Data entries -
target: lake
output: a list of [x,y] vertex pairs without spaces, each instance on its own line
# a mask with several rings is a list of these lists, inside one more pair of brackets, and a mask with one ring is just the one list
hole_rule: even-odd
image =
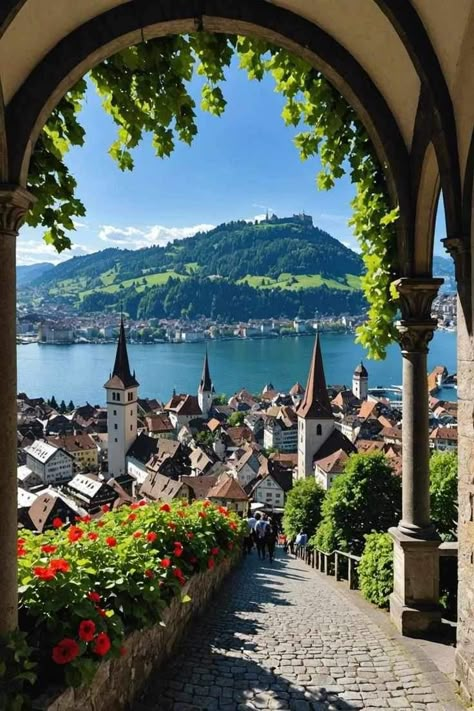
[[[261,391],[271,382],[280,390],[296,381],[304,386],[314,339],[309,336],[261,340],[210,341],[207,343],[211,377],[217,393],[231,395],[240,388]],[[364,359],[369,387],[400,385],[402,357],[398,345],[388,349],[384,361],[369,361],[352,334],[323,333],[321,347],[328,384],[350,386],[352,372]],[[18,346],[18,389],[30,397],[56,396],[75,404],[105,402],[103,384],[115,358],[113,344],[72,346]],[[168,400],[177,392],[196,393],[201,377],[204,343],[129,345],[130,366],[140,382],[141,397]],[[445,365],[456,372],[456,334],[436,333],[428,356],[429,368]],[[446,389],[442,396],[456,398]]]

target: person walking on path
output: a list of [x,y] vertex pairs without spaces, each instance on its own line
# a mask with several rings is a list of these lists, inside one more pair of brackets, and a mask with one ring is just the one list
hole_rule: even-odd
[[266,514],[263,514],[262,518],[257,521],[257,525],[255,526],[257,553],[261,560],[265,560],[265,536],[268,525],[267,516]]
[[[271,518],[268,519],[267,524],[268,525],[265,529],[264,541],[265,546],[268,549],[268,557],[270,559],[270,563],[273,563],[273,555],[275,553],[275,544],[278,536],[278,531]],[[265,555],[263,557],[265,558]]]

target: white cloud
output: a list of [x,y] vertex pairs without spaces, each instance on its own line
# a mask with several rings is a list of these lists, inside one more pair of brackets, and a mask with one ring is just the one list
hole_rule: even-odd
[[58,253],[50,244],[46,244],[41,237],[38,239],[18,239],[16,254],[17,263],[19,265],[37,264],[38,262],[51,262],[51,264],[59,264],[66,259],[71,259],[74,252],[82,254],[90,254],[92,252],[89,247],[78,242],[73,243],[71,249]]
[[138,227],[114,227],[113,225],[102,225],[99,231],[99,239],[117,247],[127,247],[128,249],[140,249],[141,247],[151,247],[159,245],[164,247],[175,239],[185,239],[192,237],[197,232],[208,232],[214,229],[215,225],[202,224],[191,227],[164,227],[163,225],[151,225],[139,229]]

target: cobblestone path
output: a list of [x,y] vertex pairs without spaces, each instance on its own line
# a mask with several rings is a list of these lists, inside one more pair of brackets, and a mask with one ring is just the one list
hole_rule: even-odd
[[270,567],[253,553],[136,710],[265,708],[462,707],[447,677],[324,575],[284,554]]

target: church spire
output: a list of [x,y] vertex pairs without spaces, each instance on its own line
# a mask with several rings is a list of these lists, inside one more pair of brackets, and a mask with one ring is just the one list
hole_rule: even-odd
[[136,388],[139,383],[135,378],[135,373],[130,372],[130,363],[128,361],[127,339],[125,337],[125,327],[123,317],[120,318],[120,331],[117,343],[117,352],[115,354],[114,369],[110,380],[105,384],[105,387],[115,388]]
[[323,357],[321,355],[321,345],[319,334],[314,342],[311,367],[308,375],[305,396],[298,408],[298,417],[305,419],[332,419],[331,403],[329,402],[326,388],[326,378],[324,376]]
[[209,360],[207,357],[207,348],[206,348],[206,355],[204,356],[204,365],[202,367],[201,382],[199,383],[199,391],[198,392],[200,392],[200,393],[212,392],[212,381],[211,381],[211,376],[209,373]]

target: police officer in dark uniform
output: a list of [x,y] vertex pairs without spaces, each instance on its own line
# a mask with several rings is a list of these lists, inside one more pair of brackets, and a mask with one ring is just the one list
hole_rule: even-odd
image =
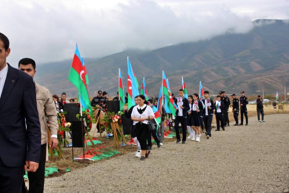
[[229,107],[230,107],[230,105],[231,104],[231,102],[230,101],[230,99],[229,98],[229,97],[226,95],[226,93],[225,93],[225,91],[223,91],[223,97],[225,97],[225,100],[226,102],[226,104],[225,105],[225,109],[226,112],[225,113],[226,113],[226,115],[225,117],[225,124],[224,124],[224,126],[226,127],[228,125],[228,127],[229,127],[230,126],[230,124],[229,124],[230,122],[229,121],[228,115]]
[[115,96],[113,98],[113,100],[119,100],[119,93],[118,91],[117,91],[117,96]]
[[224,96],[224,93],[225,93],[224,91],[223,91],[221,90],[220,90],[220,92],[219,92],[219,95],[220,95],[220,96],[221,97],[221,101],[223,101],[223,102],[224,103],[224,114],[223,117],[223,125],[224,127],[227,127],[226,125],[226,122],[225,122],[225,120],[226,119],[226,114],[227,113],[227,111],[225,109],[226,107],[227,106],[227,102],[226,101],[226,97]]
[[92,99],[90,104],[92,107],[95,107],[96,105],[98,105],[102,107],[102,108],[106,108],[106,100],[105,97],[102,96],[102,92],[99,90],[98,91],[97,93],[97,96]]
[[246,118],[246,124],[248,125],[248,112],[247,111],[247,105],[248,104],[248,98],[245,96],[245,92],[242,91],[240,93],[242,96],[240,97],[240,111],[241,114],[241,123],[239,125],[243,125],[243,115]]
[[234,126],[238,126],[239,125],[238,116],[239,115],[239,111],[240,109],[239,108],[239,100],[236,98],[236,95],[235,94],[232,94],[231,95],[231,96],[233,97],[233,100],[232,101],[233,109],[232,110],[232,112],[234,114],[234,119],[236,121],[236,124],[234,125]]

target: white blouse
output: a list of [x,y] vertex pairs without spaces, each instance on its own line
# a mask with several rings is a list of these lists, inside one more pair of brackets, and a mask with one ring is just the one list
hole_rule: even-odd
[[[146,106],[146,106],[146,108],[142,114],[140,114],[138,111],[138,109],[143,109],[143,108],[146,107]],[[135,118],[147,118],[148,117],[152,116],[153,116],[154,117],[154,112],[153,111],[153,109],[152,109],[150,107],[146,105],[145,104],[141,107],[140,107],[139,105],[135,106],[132,109],[132,116]],[[134,121],[133,124],[135,124],[135,123],[139,122],[139,121]],[[147,120],[143,121],[143,123],[147,124]]]

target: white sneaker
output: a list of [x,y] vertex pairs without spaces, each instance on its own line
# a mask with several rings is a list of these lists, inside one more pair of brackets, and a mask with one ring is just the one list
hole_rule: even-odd
[[135,157],[140,157],[140,151],[139,151],[138,150],[135,153]]

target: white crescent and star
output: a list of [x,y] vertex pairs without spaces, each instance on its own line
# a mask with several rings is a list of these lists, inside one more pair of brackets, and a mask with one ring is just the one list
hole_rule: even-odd
[[84,80],[82,79],[82,74],[84,73],[84,71],[82,70],[80,71],[80,74],[79,74],[79,76],[80,77],[80,79],[81,79],[82,81],[84,81]]

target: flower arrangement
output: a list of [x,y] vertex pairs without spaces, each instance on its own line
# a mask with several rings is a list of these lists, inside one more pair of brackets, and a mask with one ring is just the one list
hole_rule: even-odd
[[[115,134],[113,133],[113,130],[111,127],[111,125],[110,124],[111,123],[117,123],[120,129],[121,130],[122,129],[121,115],[123,113],[123,112],[120,111],[119,111],[116,114],[115,114],[114,112],[107,112],[106,113],[105,115],[103,116],[103,119],[102,120],[105,122],[104,126],[106,127],[106,129],[107,133],[110,134],[109,136],[113,136],[113,134]],[[117,133],[118,139],[120,141],[122,138],[120,134],[118,132],[117,132]]]
[[[70,123],[66,122],[65,115],[67,114],[67,112],[65,111],[63,112],[57,113],[57,123],[59,127],[57,131],[57,139],[58,140],[58,148],[56,148],[52,150],[52,155],[57,154],[58,157],[60,157],[63,153],[62,147],[64,146],[64,142],[67,144],[69,144],[68,142],[64,138],[63,136],[64,133],[65,131],[70,131],[69,127],[71,126]],[[48,129],[49,129],[49,124],[47,124]],[[48,148],[49,146],[48,146]]]

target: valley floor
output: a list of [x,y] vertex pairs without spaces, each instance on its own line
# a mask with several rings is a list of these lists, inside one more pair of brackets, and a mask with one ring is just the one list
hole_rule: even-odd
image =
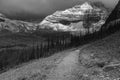
[[0,80],[119,80],[120,32],[0,74]]

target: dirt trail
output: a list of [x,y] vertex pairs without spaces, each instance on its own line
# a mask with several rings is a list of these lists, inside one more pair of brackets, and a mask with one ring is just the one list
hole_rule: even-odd
[[48,80],[70,80],[72,72],[78,67],[79,50],[75,50],[64,57],[51,72]]

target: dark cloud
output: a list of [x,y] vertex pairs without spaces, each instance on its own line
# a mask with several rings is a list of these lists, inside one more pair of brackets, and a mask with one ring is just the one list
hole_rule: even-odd
[[[39,18],[63,10],[88,0],[0,0],[0,12],[14,18]],[[113,8],[118,0],[102,1],[107,7]]]

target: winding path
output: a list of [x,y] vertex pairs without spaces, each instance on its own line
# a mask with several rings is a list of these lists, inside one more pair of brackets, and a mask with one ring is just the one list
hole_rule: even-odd
[[51,72],[48,80],[72,80],[72,72],[78,67],[79,52],[75,50],[64,57]]

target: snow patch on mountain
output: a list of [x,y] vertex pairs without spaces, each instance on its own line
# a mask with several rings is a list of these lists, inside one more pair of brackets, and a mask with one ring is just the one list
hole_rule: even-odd
[[56,11],[47,16],[39,25],[40,28],[55,31],[79,31],[83,34],[90,31],[93,33],[101,28],[107,16],[107,10],[103,7],[98,8],[89,2],[85,2],[64,11]]

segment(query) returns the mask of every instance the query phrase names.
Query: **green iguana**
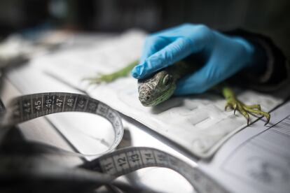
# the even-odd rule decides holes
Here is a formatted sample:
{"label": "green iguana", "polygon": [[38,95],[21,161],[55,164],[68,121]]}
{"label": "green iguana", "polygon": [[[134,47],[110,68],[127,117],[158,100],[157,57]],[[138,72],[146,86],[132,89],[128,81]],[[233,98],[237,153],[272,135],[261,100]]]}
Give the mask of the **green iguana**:
{"label": "green iguana", "polygon": [[[100,75],[97,78],[87,78],[87,80],[90,80],[92,83],[111,82],[120,77],[127,76],[137,64],[138,64],[138,61],[113,73]],[[177,80],[192,73],[194,70],[196,70],[194,65],[188,65],[185,62],[179,62],[156,72],[150,77],[138,80],[139,100],[144,106],[155,106],[167,100],[174,92]],[[260,105],[244,104],[237,99],[233,90],[225,83],[219,84],[215,88],[221,92],[226,100],[225,110],[230,108],[234,110],[234,114],[236,110],[238,110],[247,119],[248,125],[249,113],[265,117],[267,119],[265,125],[269,122],[270,114],[262,111]]]}

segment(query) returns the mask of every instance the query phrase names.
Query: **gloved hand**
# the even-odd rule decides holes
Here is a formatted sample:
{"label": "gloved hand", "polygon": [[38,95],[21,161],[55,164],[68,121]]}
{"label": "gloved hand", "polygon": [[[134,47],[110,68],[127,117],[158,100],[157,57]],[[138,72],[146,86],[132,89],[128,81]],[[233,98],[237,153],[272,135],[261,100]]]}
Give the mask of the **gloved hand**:
{"label": "gloved hand", "polygon": [[205,64],[179,80],[174,94],[201,93],[241,69],[253,67],[254,50],[241,37],[227,36],[205,25],[185,24],[149,36],[132,75],[144,78],[191,54],[201,54]]}

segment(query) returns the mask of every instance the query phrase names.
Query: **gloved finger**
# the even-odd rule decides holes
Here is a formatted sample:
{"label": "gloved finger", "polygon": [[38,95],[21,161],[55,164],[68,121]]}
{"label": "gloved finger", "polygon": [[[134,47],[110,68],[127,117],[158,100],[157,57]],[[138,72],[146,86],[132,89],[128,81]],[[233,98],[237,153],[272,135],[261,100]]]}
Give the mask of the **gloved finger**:
{"label": "gloved finger", "polygon": [[139,61],[140,64],[144,63],[146,58],[155,54],[171,42],[168,38],[162,36],[151,36],[146,38]]}
{"label": "gloved finger", "polygon": [[136,66],[132,71],[132,75],[137,79],[144,78],[153,73],[165,68],[192,53],[191,41],[184,38],[165,46],[144,60],[144,62]]}
{"label": "gloved finger", "polygon": [[[209,62],[202,69],[177,82],[175,95],[202,93],[228,77],[221,76],[223,72],[219,65]],[[222,71],[222,70],[221,70]]]}

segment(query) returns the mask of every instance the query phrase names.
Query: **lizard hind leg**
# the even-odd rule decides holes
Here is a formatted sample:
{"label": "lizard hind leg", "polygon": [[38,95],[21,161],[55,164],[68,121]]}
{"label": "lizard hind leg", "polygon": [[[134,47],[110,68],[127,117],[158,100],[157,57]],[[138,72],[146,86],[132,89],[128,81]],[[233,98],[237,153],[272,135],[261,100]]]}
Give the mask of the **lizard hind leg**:
{"label": "lizard hind leg", "polygon": [[234,110],[234,114],[235,113],[236,110],[239,111],[247,119],[248,125],[249,122],[249,113],[265,117],[267,120],[265,125],[269,122],[270,115],[267,112],[261,110],[261,106],[259,104],[244,104],[237,99],[233,90],[228,87],[224,87],[222,92],[226,100],[226,104],[225,106],[226,110],[228,109],[228,108],[230,108]]}

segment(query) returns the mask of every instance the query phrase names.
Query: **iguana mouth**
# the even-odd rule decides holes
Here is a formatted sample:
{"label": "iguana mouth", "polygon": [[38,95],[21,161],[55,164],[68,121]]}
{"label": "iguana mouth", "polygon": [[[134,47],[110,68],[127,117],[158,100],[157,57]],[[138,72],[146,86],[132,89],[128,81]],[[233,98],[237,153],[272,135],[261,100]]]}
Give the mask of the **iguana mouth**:
{"label": "iguana mouth", "polygon": [[167,99],[168,99],[172,94],[175,90],[175,86],[172,86],[170,89],[164,91],[163,92],[159,94],[157,96],[155,96],[154,98],[151,98],[151,100],[144,100],[144,98],[139,97],[139,101],[141,104],[144,106],[155,106]]}

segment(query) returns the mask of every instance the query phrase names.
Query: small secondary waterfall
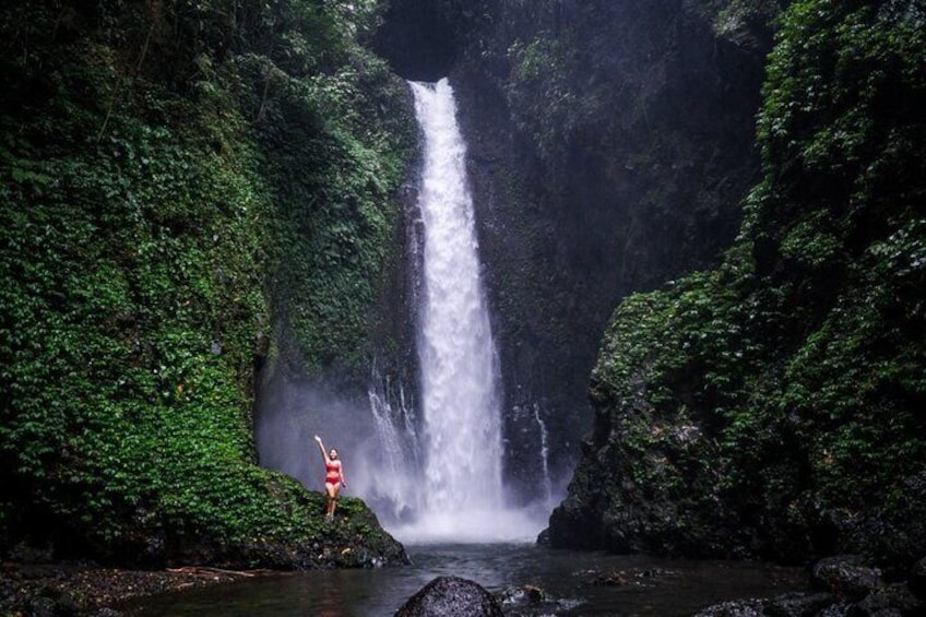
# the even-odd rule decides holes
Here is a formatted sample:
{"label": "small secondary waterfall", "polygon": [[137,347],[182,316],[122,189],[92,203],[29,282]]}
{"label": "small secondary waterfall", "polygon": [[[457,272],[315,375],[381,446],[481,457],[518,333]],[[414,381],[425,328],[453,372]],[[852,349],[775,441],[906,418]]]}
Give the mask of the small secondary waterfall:
{"label": "small secondary waterfall", "polygon": [[[453,90],[446,79],[411,87],[424,134],[418,434],[400,426],[407,413],[373,396],[371,404],[378,425],[393,425],[379,428],[383,449],[416,441],[422,460],[417,473],[407,473],[405,494],[390,496],[396,510],[414,511],[413,522],[391,531],[412,542],[532,538],[541,525],[504,508],[498,358]],[[387,460],[394,468],[409,467],[407,455],[397,462],[387,452]]]}

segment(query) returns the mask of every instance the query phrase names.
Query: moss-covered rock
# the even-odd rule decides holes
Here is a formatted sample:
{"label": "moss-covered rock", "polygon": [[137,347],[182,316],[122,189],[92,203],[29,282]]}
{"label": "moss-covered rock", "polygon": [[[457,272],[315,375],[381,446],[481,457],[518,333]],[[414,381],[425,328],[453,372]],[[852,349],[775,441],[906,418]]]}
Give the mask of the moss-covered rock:
{"label": "moss-covered rock", "polygon": [[785,13],[739,239],[615,312],[555,545],[926,553],[924,23],[915,2]]}
{"label": "moss-covered rock", "polygon": [[[414,139],[376,3],[0,10],[0,539],[369,566],[358,501],[257,465],[256,370],[366,366]],[[292,345],[276,336],[284,332]]]}

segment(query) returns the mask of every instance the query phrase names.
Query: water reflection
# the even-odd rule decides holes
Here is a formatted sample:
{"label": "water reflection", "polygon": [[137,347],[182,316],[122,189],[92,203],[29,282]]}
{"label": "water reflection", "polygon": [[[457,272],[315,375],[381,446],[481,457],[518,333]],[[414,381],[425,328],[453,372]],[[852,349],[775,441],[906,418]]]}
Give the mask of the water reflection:
{"label": "water reflection", "polygon": [[439,576],[476,581],[494,593],[534,585],[550,602],[509,606],[521,617],[691,615],[709,604],[806,589],[799,569],[763,563],[675,561],[549,550],[533,545],[412,546],[413,566],[281,574],[127,607],[140,616],[385,617]]}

Requirements - Collect every line of the entries above that contains the string "waterfall", and reproduce each such line unchanged.

Full output -
Query: small secondary waterfall
{"label": "small secondary waterfall", "polygon": [[137,347],[182,316],[122,189],[92,203],[29,282]]}
{"label": "small secondary waterfall", "polygon": [[[457,272],[315,375],[381,446],[481,457],[518,333]],[[414,381],[425,328],[453,372]],[[852,349],[775,441],[906,418]]]}
Give the mask of the small secondary waterfall:
{"label": "small secondary waterfall", "polygon": [[[453,90],[446,79],[411,87],[424,134],[418,434],[400,426],[407,413],[373,396],[371,404],[378,425],[393,425],[379,428],[383,449],[416,441],[422,460],[417,473],[407,473],[405,494],[390,496],[396,510],[414,511],[413,522],[391,531],[412,542],[532,538],[541,525],[504,508],[498,358]],[[387,460],[394,468],[409,467],[407,455],[397,462],[387,452]]]}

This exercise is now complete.